§ Supplied passage:
Use a hash table to de-duplicate NOTIFY events faster.

Previously, async.c got rid of duplicate notifications by scanning
the list of pending events to compare each one to the proposed new
event.  This works okay for very small numbers of distinct events,
but degrades as O(N^2) for many events.  We can improve matters by
using a hash table to probe for duplicates.  So as not to add a
lot of overhead for the simple cases that the code did handle well
before, create the hash table only once a (sub)transaction has
queued more than 16 distinct notify events.

A downside is that we now have to do per-event work to propagate
a successful subtransaction's notify events up to its parent.
(But this isn't significant unless the subtransaction had many
events, in which case the O(N^2) behavior would have been in
play already, so we still come out ahead.)

We can make some lemonade out of this lemon, though: since we must
examine each event anyway, it's now possible to de-duplicate events
fully, rather than skipping that for events merged up from
subtransactions.  Hence, remove the old weasel wording in notify.sgml
about whether de-duplication happens or not, and adjust the test
case in async-notify.spec that exhibited the old behavior.

While at it, rearrange the definition of struct Notification to make
it more compact and require just one palloc per event, rather than
two or three.  This saves space when there are a lot of events,
in fact more than enough to buy back the space needed for the hash
table.

Patch by me, based on discussions around a different patch
submitted by Filip Rembiałkowski.

Discussion: https://postgr.es/m/17822.1564186806@sss.pgh.pa.us
This commit is contained in:
Tom Lane 2019-08-15 12:22:12 -04:00
parent 45aaaa42fe
commit bb5ae8f6c4
3 changed files with 251 additions and 90 deletions

View File

@ -94,9 +94,9 @@ NOTIFY <replaceable class="parameter">channel</replaceable> [ , <replaceable cla
</para>
<para>
If the same channel name is signaled multiple times from the same
transaction with identical payload strings, the
database server can decide to deliver a single notification only.
If the same channel name is signaled multiple times with identical
payload strings within the same transaction, only one instance of the
notification event is delivered to listeners.
On the other hand, notifications with distinct payload strings will
always be delivered as distinct notifications. Similarly, notifications from
different transactions will never get folded into one notification.

View File

@ -135,6 +135,7 @@
#include "storage/sinval.h"
#include "tcop/tcopprot.h"
#include "utils/builtins.h"
#include "utils/hashutils.h"
#include "utils/memutils.h"

§ Direction: Please carry on the commit page about de-duplicating NOTIFY events with a hash table, starting right after its last line.

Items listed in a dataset
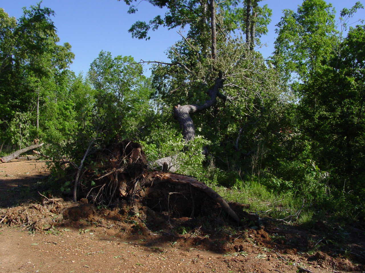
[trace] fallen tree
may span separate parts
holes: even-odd
[[[68,167],[75,177],[78,199],[114,206],[126,202],[132,207],[144,204],[179,217],[204,214],[215,204],[227,217],[240,221],[222,197],[204,183],[182,174],[150,171],[138,143],[124,140],[112,143],[83,159],[82,170]]]
[[[9,162],[17,157],[19,157],[21,154],[24,153],[26,153],[30,150],[32,150],[34,149],[36,149],[37,148],[41,147],[43,146],[44,144],[43,143],[41,143],[39,144],[35,144],[28,146],[26,148],[20,149],[16,152],[11,154],[9,155],[7,155],[6,157],[4,157],[2,158],[0,158],[0,161],[1,161],[3,163],[6,163]]]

§ Response to the exercise:
#include "utils/ps_status.h"
#include "utils/snapmgr.h"
@ -323,14 +324,25 @@ static List *upperPendingActions = NIL; /* list of upper-xact lists */
/*
* State for outbound notifies consists of a list of all channels+payloads
* NOTIFYed in the current transaction. We do not actually perform a NOTIFY
* until and unless the transaction commits. pendingNotifies is NIL if no
* NOTIFYs have been done in the current transaction.
* NOTIFYed in the current transaction. We do not actually perform a NOTIFY
* until and unless the transaction commits. pendingNotifies is NULL if no
* NOTIFYs have been done in the current (sub) transaction.
*
* We discard duplicate notify events issued in the same transaction.
* Hence, in addition to the list proper (which we need to track the order
* of the events, since we guarantee to deliver them in order), we build a
* hash table which we can probe to detect duplicates. Since building the
* hash table is somewhat expensive, we do so only once we have at least
* MIN_HASHABLE_NOTIFIES events queued in the current (sub) transaction;
* before that we just scan the events linearly.
*
* The list is kept in CurTransactionContext. In subtransactions, each
* subtransaction has its own list in its own CurTransactionContext, but
* successful subtransactions attach their lists to their parent's list.
* Failed subtransactions simply discard their lists.
* successful subtransactions add their entries to their parent's list.
* Failed subtransactions simply discard their lists. Since these lists
* are independent, there may be notify events in a subtransaction's list
* that duplicate events in some ancestor (sub) transaction; we get rid of
* the dups when merging the subtransaction's list into its parent's.
*
* Note: the action and notify lists do not interact within a transaction.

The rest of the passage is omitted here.